◆ Aim of the exercise:
Rewrite the paragraph beginning "We see that the coordinates" from the text on osculating circles as a short list that keeps its main facts.

◆ Document:
--------------------------------------------------
Substituting $${{y_0} - b}$$ into the second equation, we get the coordinate $$a$$ of the center of circle:

$2\left( {{x_0} - a} \right) + 2\left( {{y_0} - b} \right){y'_0} = 0,\;\; \Rightarrow {x_0} - a = - \left( {{y_0} - b} \right){y'_0},\;\; \Rightarrow {x_0} - a = \frac{{1 + {{\left( {{y'_0}} \right)}^2}}}{{{y^{\prime\prime}_0}}}{y'_0},\;\; \Rightarrow a = {x_0} - \frac{{1 + {{\left( {{y'_0}} \right)}^2}}}{{{y^{\prime\prime}_0}}}{y'_0}.$

The radius of the osculating circle is determined from the first equation:

${\left( {{x_0} - a} \right)^2} + {\left( {{y_0} - b} \right)^2} - {R^2} = 0,\;\; \Rightarrow {R^2} = {\left( {{x_0} - a} \right)^2} + {\left( {{y_0} - b} \right)^2},\;\; \Rightarrow {R^2} = {\left( {\frac{{1 + {{\left( {{y'_0}} \right)}^2}}}{{{y^{\prime\prime}_0}}}{y'_0}} \right)^2} + {\left( {\frac{{1 + {{\left( {{y'_0}} \right)}^2}}}{{{y^{\prime\prime}_0}}}} \right)^2},\;\; \Rightarrow {R^2} = {\left( {\frac{{1 + {{\left( {{y'_0}} \right)}^2}}}{{{y^{\prime\prime}_0}}}} \right)^2} \cdot {\left[ {{{\left( {{y'_0}} \right)}^2} + 1} \right],}\;\; \Rightarrow {R^2} = \frac{{{{\left[ {1 + {{\left( {{y'_0}} \right)}^2}} \right]}^3}}}{{{{\left( {{y^{\prime\prime}_0}} \right)}^2}}},\;\; \Rightarrow R = \frac{{{{\left[ {1 + {{\left( {{y'_0}} \right)}^2}} \right]}^{\frac{3}{2}}}}}{{\left| {{y^{\prime\prime}_0}} \right|}}.$

We see that the coordinates of the center of circle $$a, b$$ are the coordinates of the center of curvature for the curve $$y = f\left( x \right)$$ at $${x_0},$$ and the radius of the osculating circle coincides with the radius of curvature of the curve at the point of contact.

## Solved Problems

Click or tap a problem to see the solution.

### Example 1

Find the equation of the parabola osculating with the exponential function $f\left( x \right) = {e^x}$ at the point $${x_0} = 0.$$

### Example 2

Find the equation of the parabola osculating with the function $f\left( x \right) = \cos x$ at $${x_0} = 0.$$

### Example 1.

Find the equation of the parabola osculating with the exponential function $f\left( x \right) = {e^x}$ at the point $${x_0} = 0.$$

Solution.
--------------------------------------------------
◆ Data extract:

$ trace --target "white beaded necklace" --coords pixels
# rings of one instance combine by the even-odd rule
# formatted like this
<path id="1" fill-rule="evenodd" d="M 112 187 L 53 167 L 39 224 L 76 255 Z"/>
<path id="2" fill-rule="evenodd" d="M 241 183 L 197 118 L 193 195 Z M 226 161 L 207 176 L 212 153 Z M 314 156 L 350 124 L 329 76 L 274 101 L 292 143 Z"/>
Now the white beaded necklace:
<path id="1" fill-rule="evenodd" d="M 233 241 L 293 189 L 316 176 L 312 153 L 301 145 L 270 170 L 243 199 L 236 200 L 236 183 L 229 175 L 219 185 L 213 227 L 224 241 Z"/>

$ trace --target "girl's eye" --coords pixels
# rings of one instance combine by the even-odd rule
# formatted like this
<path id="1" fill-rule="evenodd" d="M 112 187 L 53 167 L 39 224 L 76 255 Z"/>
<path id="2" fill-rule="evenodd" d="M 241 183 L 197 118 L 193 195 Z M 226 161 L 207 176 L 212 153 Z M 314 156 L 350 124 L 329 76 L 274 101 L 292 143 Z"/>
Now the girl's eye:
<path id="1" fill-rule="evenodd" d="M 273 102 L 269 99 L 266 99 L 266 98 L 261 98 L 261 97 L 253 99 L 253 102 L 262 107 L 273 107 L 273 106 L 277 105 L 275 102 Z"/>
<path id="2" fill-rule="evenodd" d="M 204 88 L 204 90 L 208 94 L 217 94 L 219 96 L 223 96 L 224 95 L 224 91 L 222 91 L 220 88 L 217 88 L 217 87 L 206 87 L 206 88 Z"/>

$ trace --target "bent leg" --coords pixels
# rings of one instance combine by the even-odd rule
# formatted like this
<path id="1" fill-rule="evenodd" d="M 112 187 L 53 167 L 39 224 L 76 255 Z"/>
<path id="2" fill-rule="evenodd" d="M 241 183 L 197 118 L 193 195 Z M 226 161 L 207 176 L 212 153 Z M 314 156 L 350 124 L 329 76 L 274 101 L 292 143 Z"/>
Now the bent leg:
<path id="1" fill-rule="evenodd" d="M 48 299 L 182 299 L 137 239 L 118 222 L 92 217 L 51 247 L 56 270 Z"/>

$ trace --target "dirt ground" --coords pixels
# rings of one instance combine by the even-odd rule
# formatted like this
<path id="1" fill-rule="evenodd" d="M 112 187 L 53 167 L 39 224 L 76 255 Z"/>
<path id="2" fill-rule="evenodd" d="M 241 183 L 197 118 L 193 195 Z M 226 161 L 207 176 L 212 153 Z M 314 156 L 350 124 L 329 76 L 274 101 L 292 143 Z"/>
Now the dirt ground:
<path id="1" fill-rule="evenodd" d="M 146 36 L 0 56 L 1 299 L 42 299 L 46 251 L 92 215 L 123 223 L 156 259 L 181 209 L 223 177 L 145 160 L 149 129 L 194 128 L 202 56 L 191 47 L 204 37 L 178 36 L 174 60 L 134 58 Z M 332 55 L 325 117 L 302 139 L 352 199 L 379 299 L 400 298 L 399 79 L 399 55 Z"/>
--------------------------------------------------
◆ Completed task:
- The center of the osculating circle, with coordinates a and b, is the center of curvature of the curve y = f(x) at x₀.
- The radius of the osculating circle equals the radius of curvature of the curve at the point of contact.